[RECORDS FOR THE EXERCISE — start]

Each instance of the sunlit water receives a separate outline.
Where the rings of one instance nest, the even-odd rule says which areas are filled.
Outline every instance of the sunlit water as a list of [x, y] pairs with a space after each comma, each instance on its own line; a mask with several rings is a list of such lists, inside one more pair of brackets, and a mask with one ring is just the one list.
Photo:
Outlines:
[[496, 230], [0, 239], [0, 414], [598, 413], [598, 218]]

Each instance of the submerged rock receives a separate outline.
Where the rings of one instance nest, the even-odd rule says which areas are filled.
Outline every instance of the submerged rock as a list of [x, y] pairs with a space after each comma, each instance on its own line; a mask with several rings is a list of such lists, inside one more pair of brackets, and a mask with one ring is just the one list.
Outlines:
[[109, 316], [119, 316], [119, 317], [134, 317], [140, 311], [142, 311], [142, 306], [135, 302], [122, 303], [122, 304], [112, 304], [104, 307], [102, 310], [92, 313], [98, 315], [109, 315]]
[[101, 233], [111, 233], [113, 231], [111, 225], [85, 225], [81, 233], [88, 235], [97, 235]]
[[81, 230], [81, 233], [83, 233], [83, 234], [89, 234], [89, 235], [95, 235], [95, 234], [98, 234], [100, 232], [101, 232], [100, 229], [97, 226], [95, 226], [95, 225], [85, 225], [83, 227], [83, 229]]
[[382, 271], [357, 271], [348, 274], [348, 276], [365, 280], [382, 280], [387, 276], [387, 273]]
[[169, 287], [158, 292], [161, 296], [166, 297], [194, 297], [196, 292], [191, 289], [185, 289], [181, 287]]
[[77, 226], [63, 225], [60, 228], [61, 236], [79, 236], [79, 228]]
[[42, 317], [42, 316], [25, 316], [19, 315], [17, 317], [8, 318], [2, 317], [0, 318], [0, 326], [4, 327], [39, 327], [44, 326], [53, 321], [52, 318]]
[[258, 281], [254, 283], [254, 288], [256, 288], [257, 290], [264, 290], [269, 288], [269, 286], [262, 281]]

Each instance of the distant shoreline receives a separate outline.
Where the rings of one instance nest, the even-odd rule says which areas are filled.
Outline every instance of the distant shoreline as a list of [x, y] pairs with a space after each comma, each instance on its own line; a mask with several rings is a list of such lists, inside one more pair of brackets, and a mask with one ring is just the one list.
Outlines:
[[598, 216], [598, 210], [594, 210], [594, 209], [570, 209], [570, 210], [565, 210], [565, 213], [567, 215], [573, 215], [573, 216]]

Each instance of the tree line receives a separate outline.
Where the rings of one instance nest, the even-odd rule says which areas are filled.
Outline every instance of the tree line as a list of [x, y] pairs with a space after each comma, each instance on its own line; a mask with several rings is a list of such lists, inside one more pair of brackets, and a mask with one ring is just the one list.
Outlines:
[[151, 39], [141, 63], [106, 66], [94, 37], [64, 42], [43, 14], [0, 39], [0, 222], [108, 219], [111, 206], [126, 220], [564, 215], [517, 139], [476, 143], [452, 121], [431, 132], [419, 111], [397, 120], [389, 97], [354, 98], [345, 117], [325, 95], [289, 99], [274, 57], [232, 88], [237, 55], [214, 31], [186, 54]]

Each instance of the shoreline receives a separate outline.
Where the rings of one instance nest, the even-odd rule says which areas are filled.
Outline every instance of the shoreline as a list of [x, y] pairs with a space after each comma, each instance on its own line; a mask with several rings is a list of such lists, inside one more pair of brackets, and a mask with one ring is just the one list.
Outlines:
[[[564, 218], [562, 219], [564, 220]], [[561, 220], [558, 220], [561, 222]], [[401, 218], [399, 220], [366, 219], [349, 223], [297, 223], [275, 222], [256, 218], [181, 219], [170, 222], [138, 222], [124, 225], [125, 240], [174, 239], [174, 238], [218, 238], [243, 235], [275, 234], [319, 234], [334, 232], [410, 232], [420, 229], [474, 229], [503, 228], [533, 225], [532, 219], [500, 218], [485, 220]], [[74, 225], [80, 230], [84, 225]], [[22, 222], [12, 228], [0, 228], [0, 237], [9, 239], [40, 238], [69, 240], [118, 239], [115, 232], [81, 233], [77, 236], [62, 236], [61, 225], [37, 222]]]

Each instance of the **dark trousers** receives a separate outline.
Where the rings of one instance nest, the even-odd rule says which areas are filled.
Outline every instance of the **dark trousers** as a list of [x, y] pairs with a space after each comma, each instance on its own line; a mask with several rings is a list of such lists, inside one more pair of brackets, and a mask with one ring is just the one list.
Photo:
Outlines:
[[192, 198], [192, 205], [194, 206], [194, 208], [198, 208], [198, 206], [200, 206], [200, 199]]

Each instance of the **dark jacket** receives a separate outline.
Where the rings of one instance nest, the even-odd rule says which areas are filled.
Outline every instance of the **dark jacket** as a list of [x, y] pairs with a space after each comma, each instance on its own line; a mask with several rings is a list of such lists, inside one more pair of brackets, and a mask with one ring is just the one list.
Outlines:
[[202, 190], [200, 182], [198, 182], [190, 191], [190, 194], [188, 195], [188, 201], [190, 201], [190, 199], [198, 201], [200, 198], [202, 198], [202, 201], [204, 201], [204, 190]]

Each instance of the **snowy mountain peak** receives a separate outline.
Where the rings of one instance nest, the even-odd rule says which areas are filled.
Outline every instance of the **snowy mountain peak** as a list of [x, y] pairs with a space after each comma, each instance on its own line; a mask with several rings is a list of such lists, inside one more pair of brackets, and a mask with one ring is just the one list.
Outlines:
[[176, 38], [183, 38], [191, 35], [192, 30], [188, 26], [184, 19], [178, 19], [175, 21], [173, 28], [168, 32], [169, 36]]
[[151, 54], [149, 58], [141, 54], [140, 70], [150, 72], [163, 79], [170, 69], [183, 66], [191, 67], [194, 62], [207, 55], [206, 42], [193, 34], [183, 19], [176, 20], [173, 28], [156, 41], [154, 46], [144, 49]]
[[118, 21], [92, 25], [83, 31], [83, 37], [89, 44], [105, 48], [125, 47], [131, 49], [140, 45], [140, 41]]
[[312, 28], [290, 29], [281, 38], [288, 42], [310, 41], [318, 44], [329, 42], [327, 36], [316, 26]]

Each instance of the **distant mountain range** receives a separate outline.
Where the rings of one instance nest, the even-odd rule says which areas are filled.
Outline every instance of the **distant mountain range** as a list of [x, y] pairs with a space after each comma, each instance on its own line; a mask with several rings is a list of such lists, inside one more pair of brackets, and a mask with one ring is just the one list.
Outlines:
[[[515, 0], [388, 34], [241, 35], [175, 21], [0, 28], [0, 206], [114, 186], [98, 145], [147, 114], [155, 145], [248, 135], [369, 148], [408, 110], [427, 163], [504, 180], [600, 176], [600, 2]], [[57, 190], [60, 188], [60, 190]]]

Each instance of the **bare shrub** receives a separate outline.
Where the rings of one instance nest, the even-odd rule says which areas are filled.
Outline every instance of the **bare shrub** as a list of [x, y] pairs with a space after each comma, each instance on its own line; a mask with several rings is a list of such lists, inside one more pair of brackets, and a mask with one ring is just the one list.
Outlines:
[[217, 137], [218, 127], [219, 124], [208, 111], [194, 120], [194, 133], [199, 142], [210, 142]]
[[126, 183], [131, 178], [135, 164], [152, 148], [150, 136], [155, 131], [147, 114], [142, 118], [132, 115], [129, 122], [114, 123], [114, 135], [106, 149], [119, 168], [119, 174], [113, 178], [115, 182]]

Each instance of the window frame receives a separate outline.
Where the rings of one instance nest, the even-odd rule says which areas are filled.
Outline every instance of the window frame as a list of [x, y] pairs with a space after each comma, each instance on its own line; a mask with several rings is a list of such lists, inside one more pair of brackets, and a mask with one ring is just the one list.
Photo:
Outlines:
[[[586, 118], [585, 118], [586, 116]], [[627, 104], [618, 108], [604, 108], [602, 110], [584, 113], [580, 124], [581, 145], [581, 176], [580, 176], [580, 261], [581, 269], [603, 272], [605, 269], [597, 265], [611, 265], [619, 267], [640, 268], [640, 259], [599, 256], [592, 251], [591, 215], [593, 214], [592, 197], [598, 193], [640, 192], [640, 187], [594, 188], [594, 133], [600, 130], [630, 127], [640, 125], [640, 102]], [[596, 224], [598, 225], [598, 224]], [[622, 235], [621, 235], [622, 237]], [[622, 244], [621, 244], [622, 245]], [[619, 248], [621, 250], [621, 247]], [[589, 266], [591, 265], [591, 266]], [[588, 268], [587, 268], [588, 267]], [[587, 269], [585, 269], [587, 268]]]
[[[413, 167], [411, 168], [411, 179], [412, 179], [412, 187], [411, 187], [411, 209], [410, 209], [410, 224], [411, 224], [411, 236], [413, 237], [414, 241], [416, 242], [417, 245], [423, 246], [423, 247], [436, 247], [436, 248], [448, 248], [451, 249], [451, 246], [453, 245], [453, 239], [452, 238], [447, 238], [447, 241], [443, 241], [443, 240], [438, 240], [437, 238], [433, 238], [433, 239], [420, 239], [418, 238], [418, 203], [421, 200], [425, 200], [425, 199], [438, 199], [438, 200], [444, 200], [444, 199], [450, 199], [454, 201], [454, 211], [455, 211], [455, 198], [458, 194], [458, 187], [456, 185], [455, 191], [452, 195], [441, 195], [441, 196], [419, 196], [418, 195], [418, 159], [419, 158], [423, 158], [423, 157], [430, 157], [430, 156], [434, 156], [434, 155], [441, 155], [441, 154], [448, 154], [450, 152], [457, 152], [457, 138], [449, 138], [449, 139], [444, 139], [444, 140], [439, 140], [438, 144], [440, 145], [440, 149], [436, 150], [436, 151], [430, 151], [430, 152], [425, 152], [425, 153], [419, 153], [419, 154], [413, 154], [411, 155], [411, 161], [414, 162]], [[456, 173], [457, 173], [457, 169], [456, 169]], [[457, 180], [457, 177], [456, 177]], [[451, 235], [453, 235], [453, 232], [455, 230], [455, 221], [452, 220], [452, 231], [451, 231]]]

[RECORDS FOR THE EXERCISE — finish]

◆ **ASSIGNMENT**: Look back at the data above. Transcribe exactly the lines starting at the line that contains "Outline every instance of the **dark trousers**" and ending at the line that contains "Outline every instance of the **snowy".

◆ **WRITTEN RESPONSE**:
Outline every instance of the **dark trousers** as a list of [x, y] pairs with a space after each comma, each instance on its own line; a mask with several rings is a list of such lists, inside one more pair of brackets, and a mask with one ring is just the one list.
Photo:
Outlines:
[[192, 198], [192, 205], [194, 206], [194, 208], [198, 208], [198, 206], [200, 206], [200, 199]]

Each instance of the **dark jacket** receives a separate outline.
Where the rings of one instance nest, the even-odd rule says which areas are filled.
Outline every instance of the **dark jacket** as a list of [x, y] pairs with a space after each comma, each instance on its own line; a mask with several rings is a list of such lists, inside one more pair of brackets, and a mask with one ring is just the one list.
Outlines:
[[202, 190], [200, 182], [198, 182], [190, 191], [190, 194], [188, 195], [188, 201], [190, 201], [190, 199], [198, 201], [200, 198], [202, 198], [202, 201], [204, 201], [204, 190]]

Each instance of the **snowy mountain peak** receives a separate outline.
Where the rings of one instance nest, the even-odd rule says which areas are filled.
Outline every instance of the **snowy mountain peak** as a list of [x, y] pairs with a space after each comma, each instance on its own line; a mask with several rings is a list of such lists, inside one more pair of brackets, and a mask with one ring is just the one list.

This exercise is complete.